## DIRECTION
Could the lines from the one with "point: tall grass" through the end of the listing be restated exactly, with nothing else included?

┌──

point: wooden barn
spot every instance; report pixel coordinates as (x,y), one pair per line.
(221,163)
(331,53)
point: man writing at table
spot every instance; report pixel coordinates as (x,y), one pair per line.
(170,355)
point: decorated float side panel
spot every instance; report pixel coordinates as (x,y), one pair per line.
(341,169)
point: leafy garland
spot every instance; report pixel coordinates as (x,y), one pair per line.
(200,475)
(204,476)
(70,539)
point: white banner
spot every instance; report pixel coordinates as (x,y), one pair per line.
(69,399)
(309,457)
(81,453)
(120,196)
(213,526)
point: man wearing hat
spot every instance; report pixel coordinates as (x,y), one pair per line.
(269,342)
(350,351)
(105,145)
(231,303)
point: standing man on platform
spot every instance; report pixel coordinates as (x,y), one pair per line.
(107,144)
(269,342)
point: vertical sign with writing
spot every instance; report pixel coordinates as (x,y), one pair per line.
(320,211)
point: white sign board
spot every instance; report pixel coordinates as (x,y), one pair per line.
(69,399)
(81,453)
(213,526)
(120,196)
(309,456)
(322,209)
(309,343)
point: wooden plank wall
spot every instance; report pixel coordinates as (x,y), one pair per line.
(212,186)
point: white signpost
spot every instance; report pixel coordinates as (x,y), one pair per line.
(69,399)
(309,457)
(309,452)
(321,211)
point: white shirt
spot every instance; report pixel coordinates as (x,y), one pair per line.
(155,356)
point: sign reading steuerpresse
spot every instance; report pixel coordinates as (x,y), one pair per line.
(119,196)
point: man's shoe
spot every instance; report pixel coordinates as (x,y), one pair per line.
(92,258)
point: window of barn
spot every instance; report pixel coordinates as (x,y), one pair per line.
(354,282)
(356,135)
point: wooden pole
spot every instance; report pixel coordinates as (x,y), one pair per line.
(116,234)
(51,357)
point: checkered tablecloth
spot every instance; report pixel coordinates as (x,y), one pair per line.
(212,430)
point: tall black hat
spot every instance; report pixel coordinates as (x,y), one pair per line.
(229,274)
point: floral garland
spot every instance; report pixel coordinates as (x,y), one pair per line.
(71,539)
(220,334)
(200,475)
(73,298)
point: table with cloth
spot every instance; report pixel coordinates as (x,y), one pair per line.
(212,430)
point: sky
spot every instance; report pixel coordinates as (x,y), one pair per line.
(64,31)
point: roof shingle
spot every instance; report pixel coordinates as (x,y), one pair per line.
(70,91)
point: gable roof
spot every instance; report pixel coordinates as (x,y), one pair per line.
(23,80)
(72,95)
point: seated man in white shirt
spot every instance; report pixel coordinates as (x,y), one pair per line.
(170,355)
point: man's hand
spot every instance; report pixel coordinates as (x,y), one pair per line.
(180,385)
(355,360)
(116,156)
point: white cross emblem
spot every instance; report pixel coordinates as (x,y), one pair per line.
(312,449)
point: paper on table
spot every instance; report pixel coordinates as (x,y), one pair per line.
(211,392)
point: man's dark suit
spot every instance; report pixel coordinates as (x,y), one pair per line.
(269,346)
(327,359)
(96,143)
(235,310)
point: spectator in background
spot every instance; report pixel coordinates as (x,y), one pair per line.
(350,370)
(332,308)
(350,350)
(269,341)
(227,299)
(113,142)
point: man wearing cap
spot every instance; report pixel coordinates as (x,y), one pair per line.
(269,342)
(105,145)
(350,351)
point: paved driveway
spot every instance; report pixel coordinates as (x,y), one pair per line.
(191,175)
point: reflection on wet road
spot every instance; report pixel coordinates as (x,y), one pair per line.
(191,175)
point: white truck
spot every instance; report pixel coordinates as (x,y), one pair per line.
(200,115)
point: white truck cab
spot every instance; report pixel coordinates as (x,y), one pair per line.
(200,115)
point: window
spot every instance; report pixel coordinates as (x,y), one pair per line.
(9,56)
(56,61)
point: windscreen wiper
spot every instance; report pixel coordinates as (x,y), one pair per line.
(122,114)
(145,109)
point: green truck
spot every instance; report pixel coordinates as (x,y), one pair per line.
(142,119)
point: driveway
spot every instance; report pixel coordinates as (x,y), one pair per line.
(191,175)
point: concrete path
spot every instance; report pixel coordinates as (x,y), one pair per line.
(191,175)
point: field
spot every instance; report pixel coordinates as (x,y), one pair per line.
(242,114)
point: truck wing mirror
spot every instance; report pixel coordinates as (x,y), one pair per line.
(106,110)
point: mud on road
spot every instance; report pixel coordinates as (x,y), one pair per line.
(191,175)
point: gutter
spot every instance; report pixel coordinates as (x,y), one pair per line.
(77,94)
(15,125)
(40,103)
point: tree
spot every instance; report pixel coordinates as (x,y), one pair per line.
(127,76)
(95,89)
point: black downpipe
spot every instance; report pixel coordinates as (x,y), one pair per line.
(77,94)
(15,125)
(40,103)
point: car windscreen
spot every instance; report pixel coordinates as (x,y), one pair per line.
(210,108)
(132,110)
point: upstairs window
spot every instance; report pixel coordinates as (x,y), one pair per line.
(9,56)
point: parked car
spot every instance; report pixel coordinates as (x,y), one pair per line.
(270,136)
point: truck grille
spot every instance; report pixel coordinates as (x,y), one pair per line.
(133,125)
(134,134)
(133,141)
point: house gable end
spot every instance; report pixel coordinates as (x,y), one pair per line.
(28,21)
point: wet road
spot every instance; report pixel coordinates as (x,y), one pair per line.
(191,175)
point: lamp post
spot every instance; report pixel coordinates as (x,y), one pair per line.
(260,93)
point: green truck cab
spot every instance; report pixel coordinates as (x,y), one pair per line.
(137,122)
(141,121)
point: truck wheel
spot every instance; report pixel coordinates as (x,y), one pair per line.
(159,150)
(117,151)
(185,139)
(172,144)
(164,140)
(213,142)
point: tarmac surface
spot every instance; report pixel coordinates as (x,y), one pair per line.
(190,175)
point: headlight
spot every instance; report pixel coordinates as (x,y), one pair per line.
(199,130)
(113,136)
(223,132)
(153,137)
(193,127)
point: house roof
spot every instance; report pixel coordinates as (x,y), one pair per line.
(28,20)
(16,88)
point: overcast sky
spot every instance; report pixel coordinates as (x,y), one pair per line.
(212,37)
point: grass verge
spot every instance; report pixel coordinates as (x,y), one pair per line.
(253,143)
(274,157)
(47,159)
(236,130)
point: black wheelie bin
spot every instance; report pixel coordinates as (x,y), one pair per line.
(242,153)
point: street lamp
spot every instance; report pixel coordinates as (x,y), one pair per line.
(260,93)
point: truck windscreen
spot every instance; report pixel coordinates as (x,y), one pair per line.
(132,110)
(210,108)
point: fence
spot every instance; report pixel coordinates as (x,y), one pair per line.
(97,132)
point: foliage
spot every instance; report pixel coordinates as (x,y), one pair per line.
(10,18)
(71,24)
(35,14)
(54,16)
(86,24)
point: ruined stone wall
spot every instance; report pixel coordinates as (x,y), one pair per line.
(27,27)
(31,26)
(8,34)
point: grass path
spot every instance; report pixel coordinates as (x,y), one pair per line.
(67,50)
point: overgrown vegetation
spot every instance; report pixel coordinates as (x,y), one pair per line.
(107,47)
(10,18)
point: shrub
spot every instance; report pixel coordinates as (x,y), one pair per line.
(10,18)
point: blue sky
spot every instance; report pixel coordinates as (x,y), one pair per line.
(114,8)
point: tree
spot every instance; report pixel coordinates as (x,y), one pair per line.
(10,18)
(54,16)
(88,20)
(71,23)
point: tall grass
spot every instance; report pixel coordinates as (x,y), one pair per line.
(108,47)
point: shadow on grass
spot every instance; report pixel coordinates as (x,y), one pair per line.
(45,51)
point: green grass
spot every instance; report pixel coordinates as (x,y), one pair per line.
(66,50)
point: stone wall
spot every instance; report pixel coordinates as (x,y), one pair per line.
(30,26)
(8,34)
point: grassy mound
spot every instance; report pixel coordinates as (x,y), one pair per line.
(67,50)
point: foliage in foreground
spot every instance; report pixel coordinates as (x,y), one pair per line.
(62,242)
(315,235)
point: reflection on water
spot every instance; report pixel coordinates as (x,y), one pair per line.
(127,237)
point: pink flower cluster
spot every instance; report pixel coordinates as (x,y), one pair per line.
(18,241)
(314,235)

└──

## REPLY
point: tall grass
spot every instance; report pixel coordinates as (x,y), one pair per line.
(108,47)
point: shadow on grass
spot every instance; report pixel coordinates as (x,y), one pair per line.
(45,51)
point: green grass
spot every instance; report pixel coordinates as (x,y), one pair per line.
(66,50)
point: stone wall
spot every instance; report pixel coordinates as (x,y), one pair per line.
(30,26)
(8,34)
point: grassy mound
spot every instance; report pixel coordinates as (x,y), one pair per line.
(67,50)
point: foliage in foreground
spot every instance; report pixel coordinates as (x,y), one pair per line.
(62,242)
(315,235)
point: reflection on water
spot every instance; report pixel coordinates as (x,y), one pair per line.
(127,237)
point: pink flower cluster
spot every instance; report pixel coordinates as (x,y), one pair per line.
(18,241)
(314,235)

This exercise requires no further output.